::: Görev materyali

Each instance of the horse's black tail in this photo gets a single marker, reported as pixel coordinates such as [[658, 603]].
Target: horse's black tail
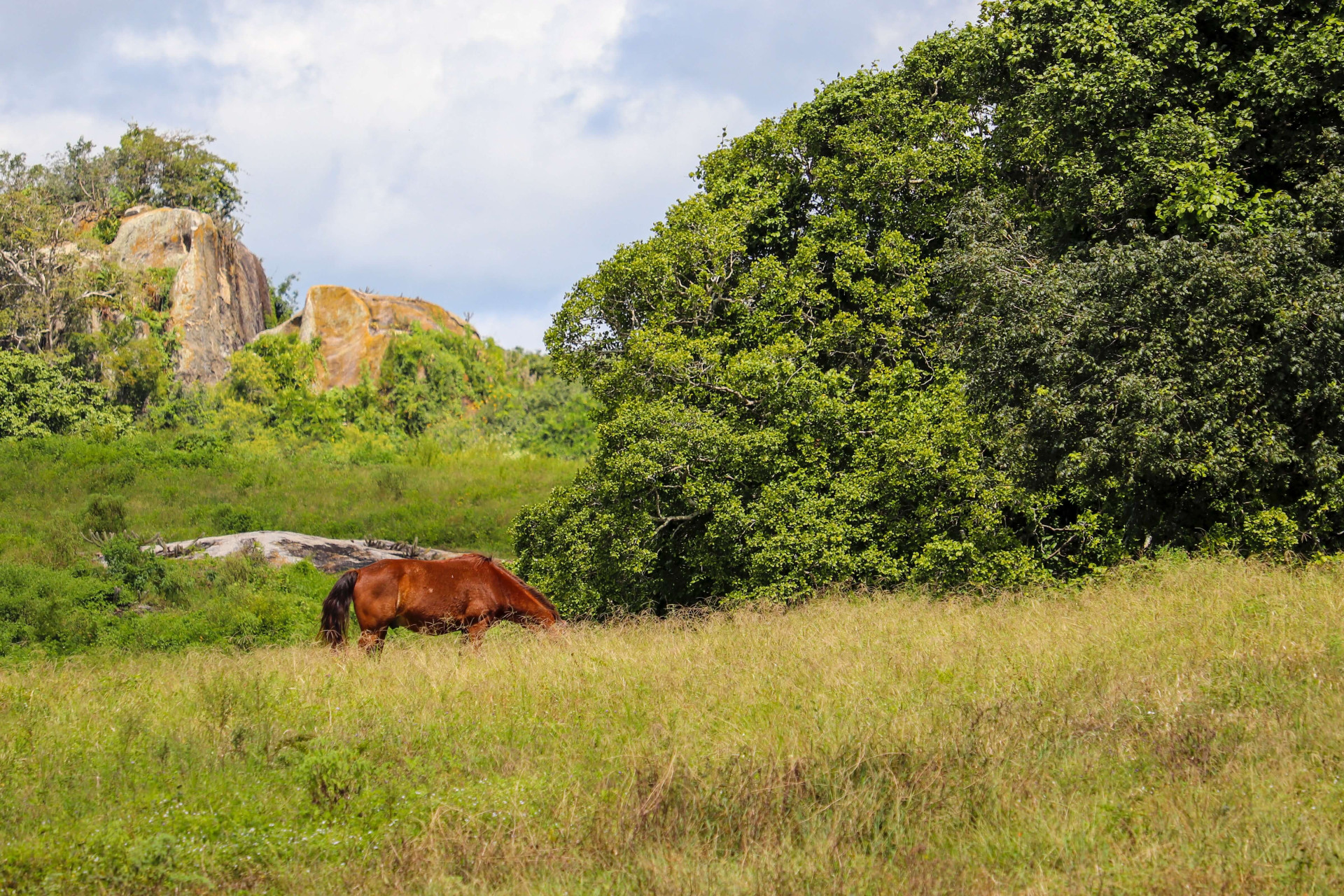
[[336, 609]]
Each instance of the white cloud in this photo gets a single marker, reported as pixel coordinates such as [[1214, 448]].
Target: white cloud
[[465, 143], [482, 153]]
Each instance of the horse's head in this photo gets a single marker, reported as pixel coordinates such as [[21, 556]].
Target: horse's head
[[528, 602]]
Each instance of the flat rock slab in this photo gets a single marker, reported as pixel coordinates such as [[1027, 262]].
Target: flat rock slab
[[328, 555]]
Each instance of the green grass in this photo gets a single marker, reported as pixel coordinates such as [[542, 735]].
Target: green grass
[[187, 486], [1176, 729]]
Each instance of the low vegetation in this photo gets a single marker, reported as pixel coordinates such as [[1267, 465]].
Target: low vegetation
[[66, 500], [1174, 729]]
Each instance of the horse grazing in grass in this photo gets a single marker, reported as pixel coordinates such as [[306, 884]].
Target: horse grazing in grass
[[468, 593]]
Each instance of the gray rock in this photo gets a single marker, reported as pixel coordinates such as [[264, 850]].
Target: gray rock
[[328, 555]]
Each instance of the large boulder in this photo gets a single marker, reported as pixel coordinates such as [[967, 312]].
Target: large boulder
[[355, 328], [219, 296]]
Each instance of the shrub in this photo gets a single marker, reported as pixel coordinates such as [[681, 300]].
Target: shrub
[[41, 397]]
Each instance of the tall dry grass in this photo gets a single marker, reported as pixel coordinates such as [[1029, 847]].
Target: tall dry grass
[[1176, 729]]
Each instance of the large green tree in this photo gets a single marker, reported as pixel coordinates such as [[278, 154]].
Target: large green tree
[[836, 360]]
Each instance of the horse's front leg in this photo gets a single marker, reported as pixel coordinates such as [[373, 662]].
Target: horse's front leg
[[371, 640]]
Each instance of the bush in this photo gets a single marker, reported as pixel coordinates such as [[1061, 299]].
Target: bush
[[41, 397]]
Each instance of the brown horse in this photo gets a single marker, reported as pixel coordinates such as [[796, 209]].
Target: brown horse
[[467, 593]]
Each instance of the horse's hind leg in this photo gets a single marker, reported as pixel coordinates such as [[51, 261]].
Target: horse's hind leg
[[371, 640]]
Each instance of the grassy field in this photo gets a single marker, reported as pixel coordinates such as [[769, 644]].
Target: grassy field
[[55, 601], [183, 486], [1175, 729]]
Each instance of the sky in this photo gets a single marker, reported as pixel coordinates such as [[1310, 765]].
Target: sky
[[483, 155]]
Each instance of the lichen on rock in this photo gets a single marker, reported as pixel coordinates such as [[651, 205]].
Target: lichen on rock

::::::

- _Verilen görev_: "Each instance of the horse's hind" ifadesini içeren satırdan "[[55, 601], [183, 486], [1175, 729]]" ifadesini içeren satıra kadar olan satırları yeniden yazın. Bunu yaparken "gets a single marker" ifadesini "receives exactly one marker" ile değiştirin ve geri kalan her şeyi aynen koruyun.

- _Görev çıktısı_:
Each instance of the horse's hind leg in this photo receives exactly one marker, reported as pixel coordinates such as [[51, 261]].
Target: horse's hind leg
[[371, 640]]
Each instance of the grassy field in this photo receives exactly one marker, reported as pixel coordinates such as [[769, 644]].
Target: grassy field
[[55, 601], [183, 486], [1175, 729]]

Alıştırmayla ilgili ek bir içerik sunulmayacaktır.